▸ **Text block**:
========
Aubrey describes the radiation team’s efforts as “choreographed art” with their pinpoint brain mapping and radiation dosing down to a perfect science. They were always “so thorough, thoughtful and sweet. On one of her treatment days, Grace and I even got to see the actual machine,” a huge synchrocyclotron that energizes the subatomic particles and sends the protons – 2,000 times heavier than conventional radiation – traveling in a distinct line so they can irradiate a very localized area of the body. Invented 25 years ago, the science behind this approach is reaching its potential because of the ability to see clearly inside the body.
“I always wanted to be a surgeon,” Parikh says, “but I have really flat feet and simply can’t stand for hours,” he laughs. “When I saw what radiation could now do, it seemed like I’d be holding a surgeon’s scalpel without making a cut. In some cases, we can do even better than traditional surgery. We leave unaffected organs behind to heal and go back to normal while tumors go away.”
Grace, whose world opened up very wide this past year, is now thinking of a career in medicine. Her cancerous tumor is gone, but the experience has left its mark. “It sounds crazy, but maybe all this happened for a reason,” her mother suggests, “It’s a gift we all want to pay forward,” especially Grace.
Aubrey laughs. “And a special doctor, too, right Grace?”
And from her fourth-grade perch, she thinks, “Maybe a radiation oncologist, or a neuro-oncologist?’”— a future that leaves both her teams of doctors and healthcare-givers in awe.
Special Superheroes
As you read in Grace Eline’s story, patients who undergo proton therapy wear a mask to immobilize their head for treatment. But at the Laurie Proton Therapy Center at Robert Wood Johnson University Hospital New Brunswick, pediatric patients don something a little more special.
“I visited Cincinnati Children’s Hospital in 2017 and got the idea that we should create a special radiation mask for all of our kids (even those that get anesthesia) to help them get through treatment and feel like a superhero of their choice,” notes Rutgers Cancer Institute radiation oncologist Rahul Parikh, MD, who is the director of the Laurie Proton Therapy Center. “I soon discovered that one of my radiation therapists (Nishith Christian) is actually a real artist. He enhances these masks for all of the kids. We have ones representing a number of comic book superheroes and even a fairy princess.”
“Painting these masks gives me great joy knowing something as simple as a favorite character on a mask can help these children get through a trying time in their young lives,” says radiation therapist and artist Nishith Christian, RTT. Adds Dr. Parikh: “Following treatment, the kids can choose to keep their mask, which is a souvenir of when they were the bravest.”
========
▸ **Input data**:
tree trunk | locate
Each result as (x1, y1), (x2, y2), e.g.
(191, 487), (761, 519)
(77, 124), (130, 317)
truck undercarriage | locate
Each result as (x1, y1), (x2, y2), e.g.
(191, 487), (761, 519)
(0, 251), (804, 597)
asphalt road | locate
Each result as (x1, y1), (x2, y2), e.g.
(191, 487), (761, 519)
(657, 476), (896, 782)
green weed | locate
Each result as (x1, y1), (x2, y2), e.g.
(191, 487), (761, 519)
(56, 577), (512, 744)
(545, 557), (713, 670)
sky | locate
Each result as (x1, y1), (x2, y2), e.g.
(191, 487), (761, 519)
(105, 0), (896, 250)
========
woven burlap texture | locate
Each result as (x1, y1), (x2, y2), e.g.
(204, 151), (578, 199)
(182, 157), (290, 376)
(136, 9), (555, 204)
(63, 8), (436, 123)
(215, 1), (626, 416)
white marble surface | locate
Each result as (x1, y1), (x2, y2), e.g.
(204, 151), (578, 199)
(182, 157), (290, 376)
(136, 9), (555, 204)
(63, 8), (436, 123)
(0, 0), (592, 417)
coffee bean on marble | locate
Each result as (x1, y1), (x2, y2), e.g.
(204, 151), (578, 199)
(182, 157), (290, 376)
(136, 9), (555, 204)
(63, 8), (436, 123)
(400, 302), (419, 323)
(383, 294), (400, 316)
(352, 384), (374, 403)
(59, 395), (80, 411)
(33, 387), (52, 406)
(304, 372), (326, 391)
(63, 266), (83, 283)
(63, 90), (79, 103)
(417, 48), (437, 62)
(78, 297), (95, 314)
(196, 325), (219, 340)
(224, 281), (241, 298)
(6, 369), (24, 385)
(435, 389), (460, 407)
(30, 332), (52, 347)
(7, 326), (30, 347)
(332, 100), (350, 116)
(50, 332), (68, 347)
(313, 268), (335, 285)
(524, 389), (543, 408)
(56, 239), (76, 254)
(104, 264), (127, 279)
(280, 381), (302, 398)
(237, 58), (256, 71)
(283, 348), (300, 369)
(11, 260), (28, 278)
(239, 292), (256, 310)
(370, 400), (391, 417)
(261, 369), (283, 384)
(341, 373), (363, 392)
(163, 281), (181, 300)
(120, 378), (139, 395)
========
▸ **Problem details**:
Reproduce word for word the part of the proton therapy text starting at "And from her" and ending at "healthcare-givers in awe.".

▸ **Reply**:
And from her fourth-grade perch, she thinks, “Maybe a radiation oncologist, or a neuro-oncologist?’”— a future that leaves both her teams of doctors and healthcare-givers in awe.